▶ **Items**
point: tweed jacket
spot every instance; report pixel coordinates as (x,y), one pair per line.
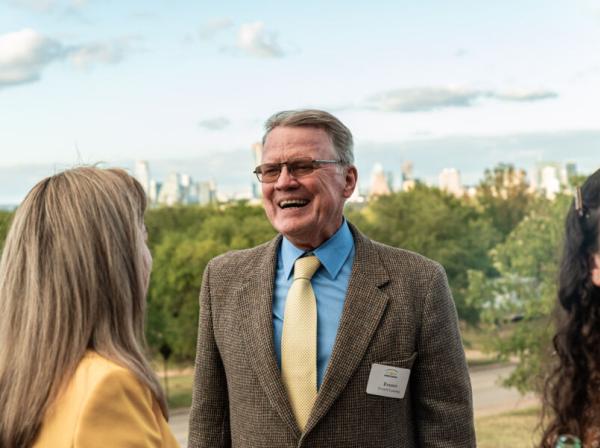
(398,312)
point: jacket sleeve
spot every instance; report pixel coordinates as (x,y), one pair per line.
(120,412)
(442,387)
(209,416)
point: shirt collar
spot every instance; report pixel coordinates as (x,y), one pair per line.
(332,253)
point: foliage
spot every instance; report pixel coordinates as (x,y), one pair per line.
(182,241)
(503,194)
(438,225)
(517,304)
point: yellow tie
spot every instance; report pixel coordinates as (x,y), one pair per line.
(299,341)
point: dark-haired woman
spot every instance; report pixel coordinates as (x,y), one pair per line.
(572,391)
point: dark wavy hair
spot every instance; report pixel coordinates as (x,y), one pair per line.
(573,385)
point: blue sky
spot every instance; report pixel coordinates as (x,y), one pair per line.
(87,81)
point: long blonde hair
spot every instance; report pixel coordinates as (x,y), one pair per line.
(71,280)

▶ **Do this**
Rewrite all of the data above, changing "foliage" to "greenery" and keeping everything else the same. Leave out the pictures.

▶ **Exercise solution**
point: tweed jacket
spot every instance; report pixel coordinates as (x,y), one pair per line.
(398,312)
point: jacket sleeve
spot every instance; report pixel coordinates as (x,y), one pair per line.
(120,412)
(442,387)
(209,416)
point: shirt collar
spot every instance; report pixel coordinates as (x,y), one pair per line.
(332,253)
point: greenery
spot every instance; report pixel coordinates as (x,y), one pair per line.
(182,241)
(503,194)
(438,225)
(517,304)
point: yellow tie
spot every instance; report pixel coordinates as (x,y), one pair per line.
(299,341)
point: dark-haired woman
spot every instance; report pixel coordinates as (x,y), one pair per line.
(572,391)
point: dark wavy hair
spot every instance; report pixel coordinates as (x,y), one pair per line.
(573,385)
point: blue sky
spot every instance; report pixel coordinates as (x,y), one pair per line.
(87,81)
point: long blonde hair
spot every instance; report pixel coordinates as (x,y), one pair per line.
(71,280)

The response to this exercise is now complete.